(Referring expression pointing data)
[Start of section]
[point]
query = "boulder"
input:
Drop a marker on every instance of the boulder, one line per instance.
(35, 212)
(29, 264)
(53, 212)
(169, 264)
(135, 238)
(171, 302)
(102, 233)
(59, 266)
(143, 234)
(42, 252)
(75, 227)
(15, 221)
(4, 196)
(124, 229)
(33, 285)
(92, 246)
[End of section]
BRIEF: Reproduce all records exactly, without omissions.

ANSWER BOX:
[point]
query = "boulder"
input:
Drop a marker on every instance of the boulder, one line per instance.
(35, 212)
(29, 264)
(53, 212)
(169, 264)
(135, 238)
(171, 302)
(102, 233)
(59, 266)
(143, 234)
(42, 252)
(75, 227)
(15, 221)
(4, 196)
(124, 229)
(33, 285)
(92, 246)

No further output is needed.